[WHAT THE EXERCISE ASKS]: Copy out the following lines word for word.

[EXERCISE INPUTS]:
>> BEGIN

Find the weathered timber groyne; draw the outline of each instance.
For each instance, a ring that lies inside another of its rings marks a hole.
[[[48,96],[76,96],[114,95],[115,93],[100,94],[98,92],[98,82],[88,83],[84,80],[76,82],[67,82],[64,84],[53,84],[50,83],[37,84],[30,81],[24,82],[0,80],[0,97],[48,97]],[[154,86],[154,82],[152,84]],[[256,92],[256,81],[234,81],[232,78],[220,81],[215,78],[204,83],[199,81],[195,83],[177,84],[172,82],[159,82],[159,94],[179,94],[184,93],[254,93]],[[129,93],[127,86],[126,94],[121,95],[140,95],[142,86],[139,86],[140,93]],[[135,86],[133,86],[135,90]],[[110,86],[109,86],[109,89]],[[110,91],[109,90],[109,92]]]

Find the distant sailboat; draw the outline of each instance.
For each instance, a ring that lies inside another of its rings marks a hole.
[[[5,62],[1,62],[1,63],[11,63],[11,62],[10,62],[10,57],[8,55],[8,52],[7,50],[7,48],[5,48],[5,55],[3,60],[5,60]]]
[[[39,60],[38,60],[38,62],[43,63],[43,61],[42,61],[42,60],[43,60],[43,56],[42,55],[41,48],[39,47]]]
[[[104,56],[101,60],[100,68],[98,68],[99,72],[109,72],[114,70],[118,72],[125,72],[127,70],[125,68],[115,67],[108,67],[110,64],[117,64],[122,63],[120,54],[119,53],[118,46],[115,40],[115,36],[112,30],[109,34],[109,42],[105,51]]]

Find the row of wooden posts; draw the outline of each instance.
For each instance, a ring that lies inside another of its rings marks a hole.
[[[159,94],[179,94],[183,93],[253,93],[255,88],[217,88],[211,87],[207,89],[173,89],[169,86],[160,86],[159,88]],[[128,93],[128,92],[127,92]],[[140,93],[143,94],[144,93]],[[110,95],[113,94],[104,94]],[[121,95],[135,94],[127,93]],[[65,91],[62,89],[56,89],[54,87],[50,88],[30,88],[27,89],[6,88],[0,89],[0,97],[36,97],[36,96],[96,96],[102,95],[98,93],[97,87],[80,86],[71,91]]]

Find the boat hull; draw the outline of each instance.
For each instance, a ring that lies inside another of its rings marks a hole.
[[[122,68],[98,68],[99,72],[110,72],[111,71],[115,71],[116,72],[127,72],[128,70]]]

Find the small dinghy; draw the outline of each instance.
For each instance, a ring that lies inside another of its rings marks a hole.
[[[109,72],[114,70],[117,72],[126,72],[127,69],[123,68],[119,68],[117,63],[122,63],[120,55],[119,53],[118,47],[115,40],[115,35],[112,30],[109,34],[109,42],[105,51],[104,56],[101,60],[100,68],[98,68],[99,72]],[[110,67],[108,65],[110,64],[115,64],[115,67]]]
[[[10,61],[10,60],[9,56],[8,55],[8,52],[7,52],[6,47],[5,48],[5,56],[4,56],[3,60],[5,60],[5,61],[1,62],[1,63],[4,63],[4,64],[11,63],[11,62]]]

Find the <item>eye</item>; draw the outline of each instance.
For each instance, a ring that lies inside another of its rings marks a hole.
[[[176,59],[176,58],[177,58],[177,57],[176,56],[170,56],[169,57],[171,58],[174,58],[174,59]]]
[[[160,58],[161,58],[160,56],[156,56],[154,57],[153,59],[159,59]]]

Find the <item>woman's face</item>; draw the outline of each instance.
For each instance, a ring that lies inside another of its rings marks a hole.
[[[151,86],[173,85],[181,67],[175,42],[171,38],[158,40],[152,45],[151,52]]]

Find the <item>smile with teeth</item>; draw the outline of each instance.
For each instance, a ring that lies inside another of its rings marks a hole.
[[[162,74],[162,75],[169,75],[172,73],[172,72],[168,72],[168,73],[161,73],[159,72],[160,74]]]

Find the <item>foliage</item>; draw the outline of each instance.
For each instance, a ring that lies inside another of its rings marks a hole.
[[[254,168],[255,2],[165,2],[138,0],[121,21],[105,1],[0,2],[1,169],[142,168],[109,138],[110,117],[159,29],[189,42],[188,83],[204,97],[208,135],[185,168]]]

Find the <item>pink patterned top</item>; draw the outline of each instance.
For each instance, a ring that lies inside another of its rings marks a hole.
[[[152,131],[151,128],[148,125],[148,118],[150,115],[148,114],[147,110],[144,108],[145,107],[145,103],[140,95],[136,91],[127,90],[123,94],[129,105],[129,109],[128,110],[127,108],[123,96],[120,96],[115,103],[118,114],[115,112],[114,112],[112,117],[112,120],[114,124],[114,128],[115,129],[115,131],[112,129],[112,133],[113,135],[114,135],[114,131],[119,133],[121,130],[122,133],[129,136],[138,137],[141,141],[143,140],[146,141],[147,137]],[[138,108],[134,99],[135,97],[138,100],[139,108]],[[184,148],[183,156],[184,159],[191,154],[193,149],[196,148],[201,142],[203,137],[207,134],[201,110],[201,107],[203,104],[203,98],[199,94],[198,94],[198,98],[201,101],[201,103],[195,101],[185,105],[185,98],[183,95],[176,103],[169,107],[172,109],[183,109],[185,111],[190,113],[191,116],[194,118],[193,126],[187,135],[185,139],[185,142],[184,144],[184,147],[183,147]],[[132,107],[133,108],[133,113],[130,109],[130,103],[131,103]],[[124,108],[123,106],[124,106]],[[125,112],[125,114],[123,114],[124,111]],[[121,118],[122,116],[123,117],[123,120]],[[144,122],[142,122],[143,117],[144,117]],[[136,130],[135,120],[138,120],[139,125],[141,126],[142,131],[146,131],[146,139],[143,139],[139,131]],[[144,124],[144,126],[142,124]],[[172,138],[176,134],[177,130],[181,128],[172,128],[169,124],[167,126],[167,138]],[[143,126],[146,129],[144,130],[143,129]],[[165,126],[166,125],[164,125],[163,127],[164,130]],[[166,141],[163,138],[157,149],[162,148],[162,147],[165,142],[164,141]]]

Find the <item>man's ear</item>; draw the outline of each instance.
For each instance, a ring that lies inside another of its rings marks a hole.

>> END

[EXERCISE OUTPUT]:
Find the weathered timber groyne; draw the outline of each instance.
For each instance, a ring that lies inside another of its rings marks a hole.
[[[48,96],[76,96],[114,95],[115,93],[100,94],[98,92],[98,82],[88,83],[84,80],[76,82],[67,82],[64,84],[53,84],[50,83],[37,84],[30,81],[24,82],[0,80],[0,97],[48,97]],[[154,86],[154,82],[152,84]],[[256,92],[256,81],[234,81],[232,78],[220,81],[215,78],[204,83],[199,81],[195,83],[177,84],[172,82],[159,82],[159,94],[179,94],[184,93],[254,93]],[[129,93],[127,86],[126,94],[121,95],[140,95],[142,86],[139,86],[140,93]],[[135,86],[133,86],[135,90]],[[110,86],[109,86],[109,89]],[[110,91],[109,90],[109,92]]]

Find the distant sailboat; draw the outline of each instance.
For each instance, a ring that lies inside another of its rings marks a hole.
[[[5,62],[1,62],[1,63],[11,63],[11,62],[10,62],[10,57],[8,55],[8,52],[7,50],[7,48],[5,48],[5,55],[3,60],[5,60]]]
[[[39,60],[38,60],[38,62],[43,63],[43,61],[42,61],[42,60],[43,60],[43,56],[42,55],[41,48],[39,47]]]
[[[104,56],[101,60],[100,68],[98,68],[99,72],[109,72],[114,70],[118,72],[125,72],[127,70],[125,68],[115,67],[108,67],[110,64],[117,64],[122,63],[120,54],[119,53],[118,46],[115,40],[115,36],[112,30],[109,34],[109,42],[105,51]]]

Find the row of wooden posts; draw the outline of each instance.
For each instance, a ring that lies inside another of its rings marks a hole.
[[[159,94],[179,94],[183,93],[253,93],[255,88],[217,88],[211,87],[207,89],[173,89],[169,86],[160,86],[159,88]],[[128,93],[128,92],[127,92]],[[140,93],[143,94],[144,93]],[[110,95],[113,94],[104,94]],[[121,95],[135,94],[127,93]],[[65,91],[62,89],[56,89],[54,87],[50,88],[30,88],[27,89],[6,88],[0,89],[0,97],[36,97],[36,96],[96,96],[102,95],[98,93],[97,87],[80,86],[71,91]]]

Find the boat hull; draw the outline of each instance.
For each instance, a ring that lies inside another of its rings marks a hole.
[[[122,68],[98,68],[99,72],[110,72],[111,71],[115,71],[116,72],[127,72],[128,70]]]

Find the small dinghy; draw the outline of each instance.
For each instance, a ring that lies inside another of its rings marks a hole.
[[[109,72],[114,70],[117,72],[126,72],[127,69],[123,68],[119,68],[117,63],[122,63],[120,55],[119,53],[118,47],[115,40],[115,35],[112,30],[109,34],[109,42],[105,51],[104,56],[101,60],[100,68],[98,68],[99,72]],[[110,67],[108,65],[110,64],[115,64],[115,67]]]
[[[10,61],[10,60],[9,56],[8,55],[8,52],[7,52],[6,47],[5,48],[5,56],[4,56],[3,60],[5,60],[5,61],[1,62],[1,63],[4,63],[4,64],[11,63],[11,62]]]

Find the <item>eye</item>; draw the outline of each instance.
For each instance, a ring that lies inside another of its rings marks a hole.
[[[176,59],[176,58],[177,58],[177,57],[176,56],[170,56],[169,57],[171,58],[174,58],[174,59]]]
[[[160,58],[161,58],[160,56],[156,56],[154,57],[153,59],[159,59]]]

Find the <item>woman's face</item>; draw the outline of each instance.
For each instance, a ring that lies inside another of its rings marks a hole.
[[[151,86],[173,85],[181,67],[175,42],[171,38],[158,40],[152,45],[151,52]]]

Find the <item>smile with teeth</item>; draw the outline of each instance.
For each instance, a ring that lies inside another of its rings marks a hole.
[[[162,74],[162,75],[169,75],[172,73],[172,72],[168,72],[168,73],[161,73],[159,72],[160,74]]]

Find the <item>foliage</item>; draw the outline of each instance.
For each instance, a ring that lies inside another of its rings marks a hole.
[[[254,168],[255,2],[165,2],[138,0],[121,21],[105,1],[0,2],[1,169],[142,168],[109,138],[110,117],[159,29],[189,42],[188,83],[204,97],[208,135],[185,168]]]

Find the <item>pink patterned top</item>; draw the outline of each instance.
For each instance, a ring that lies inside another of its rings marks a hole.
[[[152,131],[151,128],[148,125],[148,118],[150,115],[148,114],[147,110],[144,108],[145,107],[145,103],[140,95],[136,91],[127,90],[123,94],[129,105],[129,109],[128,110],[127,108],[123,96],[120,96],[115,103],[118,114],[115,112],[114,112],[112,117],[112,120],[114,124],[114,128],[115,129],[115,131],[112,129],[112,133],[113,135],[114,135],[114,131],[119,133],[121,130],[122,133],[129,136],[138,137],[141,141],[143,140],[146,141],[147,137]],[[138,108],[134,99],[135,97],[138,100],[139,108]],[[184,148],[183,156],[184,159],[191,154],[193,149],[196,148],[201,142],[203,137],[207,134],[201,110],[201,107],[203,104],[203,98],[199,94],[198,94],[198,98],[201,101],[201,103],[195,101],[185,105],[185,98],[183,95],[176,103],[169,107],[172,109],[183,109],[185,111],[190,113],[191,116],[194,118],[193,126],[187,135],[185,139],[185,142],[184,144],[184,147],[183,147]],[[132,107],[133,108],[133,113],[130,109],[130,103],[131,103]],[[124,108],[123,106],[124,106]],[[125,112],[125,114],[123,114],[124,111]],[[121,118],[122,116],[123,117],[123,120]],[[144,122],[142,122],[143,117],[144,117]],[[136,130],[135,120],[138,120],[139,125],[141,126],[142,131],[146,131],[146,139],[143,139],[139,131]],[[144,124],[144,126],[142,124]],[[172,138],[176,134],[177,130],[181,128],[172,128],[169,124],[167,126],[167,138]],[[143,126],[146,129],[144,130],[143,129]],[[165,126],[166,125],[164,125],[163,127],[164,130]],[[166,141],[163,138],[157,149],[162,148],[162,147],[165,142],[164,141]]]

Find the <item>man's ear</item>; draw the outline of each instance.
For each instance, a ring that lies inside another of its rings marks a hole.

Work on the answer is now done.